Unanswered   1 comment

“Be patient toward all that is unsolved in your heart and try to love the questions themselves. Do not now seek the answers which cannot be given you because you would not be able to live them and the point is to live everything. Live the questions now.  Perhaps you will then gradually, without noticing it, live along some distant day into the answer” Rainer Maria Rilke

From first grade everyone knows the goal is to find answers, and failing to find the right answer is the great failure.  Far more anguish comes from this sense of unsatisfied obligation than from not knowing.  Rilke’s quotation suggests that if I cannot find the answers, it is not my fault, that too earnestly looking for the answer may be irresponsible.  This perspective might give me relief if I could live in the faith that answers are gifts rather than the reward of sweat and tears, that questions are themselves answers in their own right and not just blanks that need filling in.

········

§ TASKS FOR THIS EXERCISE
• a. In the reflection on unanswered questions, rewrite everything from "From first grade" down to "need filling in.", swapping "anguish" for "distress".
• b. According to the reflection on unanswered questions, what causes far more anguish than not knowing?

§ Referring expression grounding data
········

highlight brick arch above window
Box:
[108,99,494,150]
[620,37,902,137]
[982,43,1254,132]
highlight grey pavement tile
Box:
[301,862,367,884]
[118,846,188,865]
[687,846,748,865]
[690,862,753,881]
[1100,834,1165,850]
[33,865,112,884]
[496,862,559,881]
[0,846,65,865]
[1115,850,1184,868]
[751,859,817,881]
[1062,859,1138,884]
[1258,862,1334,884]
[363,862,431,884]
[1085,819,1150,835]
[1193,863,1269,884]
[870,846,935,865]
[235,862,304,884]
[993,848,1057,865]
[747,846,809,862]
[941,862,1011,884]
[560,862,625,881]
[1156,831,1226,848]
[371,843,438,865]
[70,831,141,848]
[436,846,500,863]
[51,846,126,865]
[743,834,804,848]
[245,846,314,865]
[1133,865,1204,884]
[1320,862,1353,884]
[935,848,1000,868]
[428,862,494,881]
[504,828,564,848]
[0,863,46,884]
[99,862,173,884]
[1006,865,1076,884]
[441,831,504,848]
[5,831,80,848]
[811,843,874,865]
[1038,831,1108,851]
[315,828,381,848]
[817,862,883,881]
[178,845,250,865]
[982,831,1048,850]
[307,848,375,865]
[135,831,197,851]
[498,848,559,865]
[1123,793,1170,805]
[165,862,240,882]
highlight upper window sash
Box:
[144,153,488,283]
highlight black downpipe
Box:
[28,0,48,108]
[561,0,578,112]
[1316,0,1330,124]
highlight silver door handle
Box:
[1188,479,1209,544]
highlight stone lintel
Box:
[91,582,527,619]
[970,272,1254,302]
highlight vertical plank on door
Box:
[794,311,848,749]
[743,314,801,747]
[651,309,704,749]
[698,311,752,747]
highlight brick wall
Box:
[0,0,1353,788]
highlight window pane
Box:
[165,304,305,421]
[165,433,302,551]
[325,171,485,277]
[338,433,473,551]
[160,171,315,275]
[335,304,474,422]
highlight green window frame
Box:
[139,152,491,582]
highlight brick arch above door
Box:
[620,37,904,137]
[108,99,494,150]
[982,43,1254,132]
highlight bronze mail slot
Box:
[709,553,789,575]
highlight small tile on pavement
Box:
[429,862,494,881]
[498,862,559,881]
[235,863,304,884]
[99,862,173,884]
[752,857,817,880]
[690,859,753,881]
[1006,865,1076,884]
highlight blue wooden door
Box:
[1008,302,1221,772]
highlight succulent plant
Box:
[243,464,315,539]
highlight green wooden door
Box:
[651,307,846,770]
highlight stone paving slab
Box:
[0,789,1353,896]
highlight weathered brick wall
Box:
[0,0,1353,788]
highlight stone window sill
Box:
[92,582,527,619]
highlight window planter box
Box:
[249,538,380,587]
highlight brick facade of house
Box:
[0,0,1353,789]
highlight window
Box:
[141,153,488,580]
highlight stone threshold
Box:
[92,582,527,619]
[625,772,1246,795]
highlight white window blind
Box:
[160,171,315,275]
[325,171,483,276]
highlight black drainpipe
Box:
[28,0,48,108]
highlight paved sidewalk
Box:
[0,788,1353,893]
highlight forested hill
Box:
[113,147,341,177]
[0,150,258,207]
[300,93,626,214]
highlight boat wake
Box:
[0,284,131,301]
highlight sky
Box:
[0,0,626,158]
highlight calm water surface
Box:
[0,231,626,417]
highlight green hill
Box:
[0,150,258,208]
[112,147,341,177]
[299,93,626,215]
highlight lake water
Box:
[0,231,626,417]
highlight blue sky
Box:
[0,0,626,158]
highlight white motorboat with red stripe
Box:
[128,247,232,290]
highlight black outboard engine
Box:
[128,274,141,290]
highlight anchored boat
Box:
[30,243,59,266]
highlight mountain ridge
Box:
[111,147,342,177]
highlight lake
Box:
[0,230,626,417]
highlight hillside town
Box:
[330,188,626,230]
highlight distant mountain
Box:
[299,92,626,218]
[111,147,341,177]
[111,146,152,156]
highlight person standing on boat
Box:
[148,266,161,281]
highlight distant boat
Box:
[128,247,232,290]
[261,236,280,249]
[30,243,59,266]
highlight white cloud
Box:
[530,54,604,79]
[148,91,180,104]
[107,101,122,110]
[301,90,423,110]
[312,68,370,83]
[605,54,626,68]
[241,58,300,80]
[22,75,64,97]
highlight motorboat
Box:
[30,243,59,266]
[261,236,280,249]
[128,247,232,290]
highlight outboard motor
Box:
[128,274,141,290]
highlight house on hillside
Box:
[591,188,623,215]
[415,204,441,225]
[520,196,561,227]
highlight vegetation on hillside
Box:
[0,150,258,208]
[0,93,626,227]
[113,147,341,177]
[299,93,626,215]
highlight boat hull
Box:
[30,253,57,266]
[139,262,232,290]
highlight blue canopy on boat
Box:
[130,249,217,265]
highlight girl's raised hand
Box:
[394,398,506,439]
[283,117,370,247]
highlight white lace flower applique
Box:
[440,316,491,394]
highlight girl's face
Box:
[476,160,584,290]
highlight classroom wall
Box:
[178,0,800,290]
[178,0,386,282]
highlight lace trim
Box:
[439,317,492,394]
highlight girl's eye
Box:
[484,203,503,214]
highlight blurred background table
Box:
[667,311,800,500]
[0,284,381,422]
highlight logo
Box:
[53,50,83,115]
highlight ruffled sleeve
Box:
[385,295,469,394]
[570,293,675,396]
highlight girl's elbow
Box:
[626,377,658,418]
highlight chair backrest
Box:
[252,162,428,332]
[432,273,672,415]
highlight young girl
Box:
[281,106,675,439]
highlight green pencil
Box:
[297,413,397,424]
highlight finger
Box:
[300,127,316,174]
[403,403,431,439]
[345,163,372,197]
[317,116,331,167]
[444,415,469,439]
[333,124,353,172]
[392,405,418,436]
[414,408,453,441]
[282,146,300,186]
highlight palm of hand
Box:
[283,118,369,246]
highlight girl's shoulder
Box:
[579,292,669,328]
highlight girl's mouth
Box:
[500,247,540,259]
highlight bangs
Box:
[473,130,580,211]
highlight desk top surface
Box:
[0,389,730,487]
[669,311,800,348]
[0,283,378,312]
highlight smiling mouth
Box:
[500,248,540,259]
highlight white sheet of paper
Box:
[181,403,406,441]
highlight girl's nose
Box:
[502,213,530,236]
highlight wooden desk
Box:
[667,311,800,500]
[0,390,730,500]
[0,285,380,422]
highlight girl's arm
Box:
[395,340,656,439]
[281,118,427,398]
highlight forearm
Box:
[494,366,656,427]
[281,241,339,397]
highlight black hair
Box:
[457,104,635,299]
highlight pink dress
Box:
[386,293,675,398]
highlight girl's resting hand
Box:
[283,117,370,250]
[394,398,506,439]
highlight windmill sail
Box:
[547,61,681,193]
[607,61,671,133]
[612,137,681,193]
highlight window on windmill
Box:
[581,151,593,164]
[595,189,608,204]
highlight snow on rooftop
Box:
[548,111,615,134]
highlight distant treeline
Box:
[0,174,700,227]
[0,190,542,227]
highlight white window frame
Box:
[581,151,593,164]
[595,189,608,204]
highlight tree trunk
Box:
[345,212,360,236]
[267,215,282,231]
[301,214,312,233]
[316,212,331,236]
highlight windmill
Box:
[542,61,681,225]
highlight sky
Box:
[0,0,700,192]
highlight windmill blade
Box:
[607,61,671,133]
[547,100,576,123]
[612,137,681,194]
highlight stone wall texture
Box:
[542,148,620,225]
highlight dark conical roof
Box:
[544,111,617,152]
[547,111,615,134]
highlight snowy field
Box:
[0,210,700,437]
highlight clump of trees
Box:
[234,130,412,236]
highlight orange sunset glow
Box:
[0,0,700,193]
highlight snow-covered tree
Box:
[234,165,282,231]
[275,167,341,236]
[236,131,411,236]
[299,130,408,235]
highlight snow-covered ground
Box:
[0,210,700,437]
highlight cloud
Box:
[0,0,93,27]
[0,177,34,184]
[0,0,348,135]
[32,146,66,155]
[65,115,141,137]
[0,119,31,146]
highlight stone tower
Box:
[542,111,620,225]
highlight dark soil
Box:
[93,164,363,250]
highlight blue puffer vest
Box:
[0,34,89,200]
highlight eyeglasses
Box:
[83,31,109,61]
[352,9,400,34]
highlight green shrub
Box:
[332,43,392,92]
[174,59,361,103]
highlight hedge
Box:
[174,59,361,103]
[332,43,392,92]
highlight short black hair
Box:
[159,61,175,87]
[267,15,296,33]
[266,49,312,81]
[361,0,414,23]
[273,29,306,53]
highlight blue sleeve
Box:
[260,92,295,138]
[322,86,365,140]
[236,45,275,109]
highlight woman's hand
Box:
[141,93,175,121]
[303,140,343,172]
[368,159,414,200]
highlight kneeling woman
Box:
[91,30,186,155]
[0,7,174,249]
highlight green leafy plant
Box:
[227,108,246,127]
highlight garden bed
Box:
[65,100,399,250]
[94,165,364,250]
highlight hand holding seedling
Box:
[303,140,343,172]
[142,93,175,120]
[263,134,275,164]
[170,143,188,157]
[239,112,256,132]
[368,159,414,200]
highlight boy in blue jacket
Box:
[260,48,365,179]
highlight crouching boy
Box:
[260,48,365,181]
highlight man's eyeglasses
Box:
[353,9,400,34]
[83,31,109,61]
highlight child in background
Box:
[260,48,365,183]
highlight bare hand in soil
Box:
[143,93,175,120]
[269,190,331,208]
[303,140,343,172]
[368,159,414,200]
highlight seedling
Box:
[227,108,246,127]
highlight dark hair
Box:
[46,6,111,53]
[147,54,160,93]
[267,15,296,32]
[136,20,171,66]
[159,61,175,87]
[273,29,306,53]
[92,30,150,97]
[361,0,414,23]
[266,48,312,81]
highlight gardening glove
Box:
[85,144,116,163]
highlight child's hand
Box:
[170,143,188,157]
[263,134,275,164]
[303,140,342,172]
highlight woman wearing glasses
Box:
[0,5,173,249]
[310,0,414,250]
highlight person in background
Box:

········

§ SOLUTIONS IN ORDER
• a.
From first grade everyone knows the goal is to find answers, and failing to find the right answer is the great failure.  Far more distress comes from this sense of unsatisfied obligation than from not knowing.  Rilke’s quotation suggests that if I cannot find the answers, it is not my fault, that too earnestly looking for the answer may be irresponsible.  This perspective might give me relief if I could live in the faith that answers are gifts rather than the reward of sweat and tears, that questions are themselves answers in their own right and not just blanks that need filling in.

• b. The sense of unsatisfied obligation.